▶ _Directions_
All of the lines below should be copied word for word.

[Region pointing data]

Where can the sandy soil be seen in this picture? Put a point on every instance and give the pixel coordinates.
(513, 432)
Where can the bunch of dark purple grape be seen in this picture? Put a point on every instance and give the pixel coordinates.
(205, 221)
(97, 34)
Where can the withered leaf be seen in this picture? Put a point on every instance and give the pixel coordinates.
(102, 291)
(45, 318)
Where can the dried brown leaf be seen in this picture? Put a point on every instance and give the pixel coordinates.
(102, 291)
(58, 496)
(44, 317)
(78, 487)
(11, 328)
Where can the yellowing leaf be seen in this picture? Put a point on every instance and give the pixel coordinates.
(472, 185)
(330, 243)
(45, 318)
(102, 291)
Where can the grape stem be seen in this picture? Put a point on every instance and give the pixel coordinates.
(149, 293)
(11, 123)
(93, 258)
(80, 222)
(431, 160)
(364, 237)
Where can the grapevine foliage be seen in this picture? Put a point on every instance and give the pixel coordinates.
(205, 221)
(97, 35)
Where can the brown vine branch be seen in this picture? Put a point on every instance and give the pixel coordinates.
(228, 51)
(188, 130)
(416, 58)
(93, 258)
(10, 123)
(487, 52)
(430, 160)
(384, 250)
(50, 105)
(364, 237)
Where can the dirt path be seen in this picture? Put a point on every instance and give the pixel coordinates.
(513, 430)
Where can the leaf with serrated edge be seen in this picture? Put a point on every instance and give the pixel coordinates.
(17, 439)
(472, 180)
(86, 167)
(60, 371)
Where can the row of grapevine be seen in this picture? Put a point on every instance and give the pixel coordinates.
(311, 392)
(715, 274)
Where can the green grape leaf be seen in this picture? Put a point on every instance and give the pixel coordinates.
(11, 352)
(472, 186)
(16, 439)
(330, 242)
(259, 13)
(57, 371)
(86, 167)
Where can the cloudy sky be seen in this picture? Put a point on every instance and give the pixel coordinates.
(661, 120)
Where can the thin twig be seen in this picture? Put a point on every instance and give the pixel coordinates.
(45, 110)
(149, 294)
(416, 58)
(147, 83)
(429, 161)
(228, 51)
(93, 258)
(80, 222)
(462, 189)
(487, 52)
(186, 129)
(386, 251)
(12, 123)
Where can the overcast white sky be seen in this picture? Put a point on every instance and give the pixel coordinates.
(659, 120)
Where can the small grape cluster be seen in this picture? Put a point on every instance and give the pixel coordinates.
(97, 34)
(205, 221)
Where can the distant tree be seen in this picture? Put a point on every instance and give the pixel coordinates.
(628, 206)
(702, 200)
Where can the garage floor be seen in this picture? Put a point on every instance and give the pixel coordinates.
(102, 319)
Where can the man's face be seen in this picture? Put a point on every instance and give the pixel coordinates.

▶ _Response for this exercise_
Where can the sandy soil be seen in this picture? Put a point on every instance and give the pixel coordinates.
(513, 432)
Where can the bunch of dark purple grape be seen in this picture? Put a point on every instance and give the pixel coordinates.
(205, 221)
(97, 34)
Where can the withered leaf be seen in this picture? Put a point on every instance and give the pixel coordinates.
(102, 291)
(45, 318)
Where can the dried brown leaf be seen in this picture? Put a point on every instance and give the pixel coordinates.
(102, 291)
(58, 496)
(44, 317)
(78, 487)
(11, 328)
Where can the yellowing leaf be seen in this picture? Put a point on every instance and give the pixel coordinates.
(472, 185)
(330, 243)
(45, 318)
(102, 291)
Where can the grape stem be seen in this picture? Put a point on every instance and give the pixel coordinates.
(149, 293)
(11, 123)
(93, 258)
(80, 222)
(431, 160)
(364, 237)
Where can the grapevine foliage be seen in this picture? Put a point on every instance and give the pixel coordinates.
(205, 221)
(97, 35)
Where can the brown vine branch be seen in this picture? Put a point on every instance and give the pixel coordinates.
(228, 51)
(188, 130)
(416, 58)
(93, 258)
(10, 123)
(487, 52)
(430, 160)
(384, 250)
(50, 105)
(364, 237)
Where can the dirt path be seen in this picture? Put a point on every instance and give the pixel coordinates.
(513, 430)
Where can the leaf with serrated edge be seen in this picture? Put a point on every instance and give the pixel coordinates.
(17, 439)
(472, 180)
(86, 167)
(60, 371)
Where can the row of grapevine be seen in this picture? Put a point on every instance and give the pixel coordinates.
(311, 392)
(715, 274)
Where can the green grape leaf be seen in this picture? Put a point on every instance and give the pixel coordinates.
(11, 352)
(472, 186)
(16, 439)
(330, 242)
(259, 13)
(57, 371)
(86, 167)
Where can the cloudy sky be seen in this picture? Put a point on every instance and give the pixel coordinates.
(661, 120)
Where can the thin twig be seen in this picture? Put a point on every instance and give the pixel coordinates.
(45, 110)
(149, 294)
(416, 58)
(147, 83)
(429, 161)
(228, 51)
(93, 258)
(80, 222)
(462, 189)
(487, 52)
(186, 129)
(386, 251)
(12, 123)
Where can the overcast white sky be seen in this picture? Put a point on every instance and give the pixel coordinates.
(659, 120)
Where can the small grape cluster be seen in this picture? Put a point on every instance and give the pixel coordinates.
(97, 34)
(205, 221)
Where can the distant tree be seen in this picture? Put a point on every instance and give the pixel coordinates.
(628, 206)
(702, 200)
Where can the garage floor be seen in this picture? Put a point on every instance and give the pixel coordinates.
(102, 319)
Where can the man's face be seen in this picture? Put a point on every instance and give the pixel coordinates.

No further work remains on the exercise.